Entries for labeling object positions
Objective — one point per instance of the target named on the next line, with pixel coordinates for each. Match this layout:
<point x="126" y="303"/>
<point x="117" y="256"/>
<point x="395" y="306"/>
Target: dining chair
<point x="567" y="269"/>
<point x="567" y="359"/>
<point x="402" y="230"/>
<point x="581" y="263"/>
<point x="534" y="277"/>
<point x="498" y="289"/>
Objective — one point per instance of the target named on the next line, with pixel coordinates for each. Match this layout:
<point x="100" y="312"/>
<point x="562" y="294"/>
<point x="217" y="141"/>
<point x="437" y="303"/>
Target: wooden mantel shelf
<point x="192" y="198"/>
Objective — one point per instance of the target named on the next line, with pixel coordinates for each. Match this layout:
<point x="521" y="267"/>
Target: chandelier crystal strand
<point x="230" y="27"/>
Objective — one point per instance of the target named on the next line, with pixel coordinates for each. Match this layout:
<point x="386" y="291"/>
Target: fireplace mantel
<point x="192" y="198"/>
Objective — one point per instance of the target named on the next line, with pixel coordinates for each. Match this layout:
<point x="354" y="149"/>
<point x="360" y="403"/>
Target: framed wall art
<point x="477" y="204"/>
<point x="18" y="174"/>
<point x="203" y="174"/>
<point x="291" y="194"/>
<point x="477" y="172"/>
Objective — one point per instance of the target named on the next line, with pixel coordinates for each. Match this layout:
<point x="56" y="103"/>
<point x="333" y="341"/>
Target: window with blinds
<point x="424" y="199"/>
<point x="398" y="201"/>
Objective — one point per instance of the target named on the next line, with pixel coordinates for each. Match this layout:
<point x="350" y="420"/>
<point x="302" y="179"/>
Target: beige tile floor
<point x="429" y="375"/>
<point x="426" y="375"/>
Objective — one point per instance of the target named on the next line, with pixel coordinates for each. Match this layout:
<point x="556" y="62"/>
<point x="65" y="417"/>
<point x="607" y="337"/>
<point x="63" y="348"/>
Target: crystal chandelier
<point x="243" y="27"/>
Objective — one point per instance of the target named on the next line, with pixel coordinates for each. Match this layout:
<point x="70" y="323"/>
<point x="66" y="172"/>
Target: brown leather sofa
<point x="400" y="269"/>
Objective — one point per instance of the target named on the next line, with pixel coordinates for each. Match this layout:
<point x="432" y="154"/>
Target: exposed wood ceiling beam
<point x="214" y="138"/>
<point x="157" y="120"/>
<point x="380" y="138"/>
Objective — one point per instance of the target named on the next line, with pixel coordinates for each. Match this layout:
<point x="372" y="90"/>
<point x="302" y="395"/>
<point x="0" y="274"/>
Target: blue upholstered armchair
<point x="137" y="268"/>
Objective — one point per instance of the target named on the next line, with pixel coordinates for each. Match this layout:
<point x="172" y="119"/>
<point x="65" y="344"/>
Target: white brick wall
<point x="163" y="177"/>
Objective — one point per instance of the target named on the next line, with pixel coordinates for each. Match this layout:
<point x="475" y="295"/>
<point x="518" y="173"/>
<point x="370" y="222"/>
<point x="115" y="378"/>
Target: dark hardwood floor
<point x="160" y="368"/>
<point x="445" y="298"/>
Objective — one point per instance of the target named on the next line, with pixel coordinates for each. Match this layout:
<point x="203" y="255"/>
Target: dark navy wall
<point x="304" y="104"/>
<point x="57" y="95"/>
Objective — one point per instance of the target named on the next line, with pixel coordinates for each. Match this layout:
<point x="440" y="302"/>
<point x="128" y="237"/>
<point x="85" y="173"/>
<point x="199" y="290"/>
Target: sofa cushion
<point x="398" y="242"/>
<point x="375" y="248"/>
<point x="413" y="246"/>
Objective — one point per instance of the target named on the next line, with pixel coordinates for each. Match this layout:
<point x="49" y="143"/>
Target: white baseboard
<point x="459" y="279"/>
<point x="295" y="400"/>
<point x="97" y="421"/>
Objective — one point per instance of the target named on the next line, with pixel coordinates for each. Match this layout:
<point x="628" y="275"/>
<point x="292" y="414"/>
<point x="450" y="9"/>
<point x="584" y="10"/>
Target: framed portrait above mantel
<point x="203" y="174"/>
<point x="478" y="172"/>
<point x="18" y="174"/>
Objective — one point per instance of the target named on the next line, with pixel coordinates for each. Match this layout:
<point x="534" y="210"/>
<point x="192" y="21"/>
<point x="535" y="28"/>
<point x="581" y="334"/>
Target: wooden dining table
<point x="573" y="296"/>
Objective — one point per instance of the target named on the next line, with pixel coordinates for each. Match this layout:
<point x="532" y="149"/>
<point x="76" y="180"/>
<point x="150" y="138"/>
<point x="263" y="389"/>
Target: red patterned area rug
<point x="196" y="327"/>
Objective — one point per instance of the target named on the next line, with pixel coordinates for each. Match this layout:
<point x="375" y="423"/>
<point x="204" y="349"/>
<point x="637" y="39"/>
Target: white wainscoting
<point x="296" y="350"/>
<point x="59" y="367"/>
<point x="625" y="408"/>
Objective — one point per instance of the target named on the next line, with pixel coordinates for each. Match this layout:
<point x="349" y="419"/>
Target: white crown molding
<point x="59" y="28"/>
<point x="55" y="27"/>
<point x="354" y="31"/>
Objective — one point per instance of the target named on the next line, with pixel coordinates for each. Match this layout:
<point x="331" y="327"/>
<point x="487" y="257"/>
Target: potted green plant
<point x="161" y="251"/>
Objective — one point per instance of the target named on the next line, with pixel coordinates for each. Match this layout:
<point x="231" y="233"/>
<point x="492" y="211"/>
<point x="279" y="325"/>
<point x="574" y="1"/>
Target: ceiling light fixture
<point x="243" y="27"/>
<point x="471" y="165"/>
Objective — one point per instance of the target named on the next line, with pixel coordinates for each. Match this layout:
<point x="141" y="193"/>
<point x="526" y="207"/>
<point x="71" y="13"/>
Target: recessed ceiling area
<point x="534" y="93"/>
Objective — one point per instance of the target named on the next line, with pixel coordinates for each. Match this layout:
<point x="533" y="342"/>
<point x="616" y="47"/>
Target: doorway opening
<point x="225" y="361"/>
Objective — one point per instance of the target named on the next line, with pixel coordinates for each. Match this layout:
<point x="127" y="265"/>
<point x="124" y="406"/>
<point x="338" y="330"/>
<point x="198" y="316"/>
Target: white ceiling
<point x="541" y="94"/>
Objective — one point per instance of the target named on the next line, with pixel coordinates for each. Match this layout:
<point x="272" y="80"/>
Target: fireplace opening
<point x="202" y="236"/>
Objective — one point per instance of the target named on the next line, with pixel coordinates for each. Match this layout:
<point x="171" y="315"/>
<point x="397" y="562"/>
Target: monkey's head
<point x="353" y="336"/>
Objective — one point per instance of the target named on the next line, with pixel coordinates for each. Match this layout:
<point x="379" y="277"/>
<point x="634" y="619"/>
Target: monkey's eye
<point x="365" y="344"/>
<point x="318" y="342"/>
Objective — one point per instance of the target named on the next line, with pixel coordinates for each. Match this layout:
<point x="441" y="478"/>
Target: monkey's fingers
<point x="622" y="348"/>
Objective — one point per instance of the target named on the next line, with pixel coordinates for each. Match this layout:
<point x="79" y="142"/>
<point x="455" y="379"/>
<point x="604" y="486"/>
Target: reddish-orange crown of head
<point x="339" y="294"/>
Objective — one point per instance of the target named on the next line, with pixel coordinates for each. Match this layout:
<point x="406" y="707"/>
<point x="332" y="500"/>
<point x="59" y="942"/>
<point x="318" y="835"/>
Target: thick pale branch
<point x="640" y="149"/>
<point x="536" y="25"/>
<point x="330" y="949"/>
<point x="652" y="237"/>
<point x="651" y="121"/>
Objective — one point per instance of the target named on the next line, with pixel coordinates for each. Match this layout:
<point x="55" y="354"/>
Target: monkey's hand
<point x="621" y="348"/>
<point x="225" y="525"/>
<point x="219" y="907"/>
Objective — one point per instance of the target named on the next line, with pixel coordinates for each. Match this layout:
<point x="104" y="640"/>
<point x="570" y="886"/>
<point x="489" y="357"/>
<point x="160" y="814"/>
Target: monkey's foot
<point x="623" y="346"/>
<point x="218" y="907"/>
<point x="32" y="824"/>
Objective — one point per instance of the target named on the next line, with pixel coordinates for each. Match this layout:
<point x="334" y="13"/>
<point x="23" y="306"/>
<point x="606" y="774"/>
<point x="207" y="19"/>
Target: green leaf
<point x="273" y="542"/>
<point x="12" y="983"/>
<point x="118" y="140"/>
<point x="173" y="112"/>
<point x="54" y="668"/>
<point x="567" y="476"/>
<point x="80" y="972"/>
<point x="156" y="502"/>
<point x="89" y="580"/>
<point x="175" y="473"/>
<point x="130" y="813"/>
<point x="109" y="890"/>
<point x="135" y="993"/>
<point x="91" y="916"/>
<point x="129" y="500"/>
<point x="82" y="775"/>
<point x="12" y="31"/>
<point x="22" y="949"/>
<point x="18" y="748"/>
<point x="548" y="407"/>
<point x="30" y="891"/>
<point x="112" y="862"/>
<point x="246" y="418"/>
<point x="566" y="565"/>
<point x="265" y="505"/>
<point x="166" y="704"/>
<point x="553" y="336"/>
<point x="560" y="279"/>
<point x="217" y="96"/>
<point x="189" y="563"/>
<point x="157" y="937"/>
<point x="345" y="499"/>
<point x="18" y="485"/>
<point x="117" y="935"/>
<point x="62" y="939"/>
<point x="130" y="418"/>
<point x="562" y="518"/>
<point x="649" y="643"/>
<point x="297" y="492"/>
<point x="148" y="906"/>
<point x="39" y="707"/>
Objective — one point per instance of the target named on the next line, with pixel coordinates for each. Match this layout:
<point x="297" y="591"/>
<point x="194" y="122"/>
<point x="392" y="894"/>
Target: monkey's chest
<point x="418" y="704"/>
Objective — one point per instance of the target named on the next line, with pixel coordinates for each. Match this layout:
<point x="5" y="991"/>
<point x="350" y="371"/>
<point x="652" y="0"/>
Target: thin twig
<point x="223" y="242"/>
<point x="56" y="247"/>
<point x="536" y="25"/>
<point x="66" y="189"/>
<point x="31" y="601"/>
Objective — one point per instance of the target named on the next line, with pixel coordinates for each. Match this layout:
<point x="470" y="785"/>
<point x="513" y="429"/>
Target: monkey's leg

Task directions. Extract each line of the material above that contains the string "fireplace". Reproduce every such line in full.

In response.
Target: fireplace mantel
Target: fireplace opening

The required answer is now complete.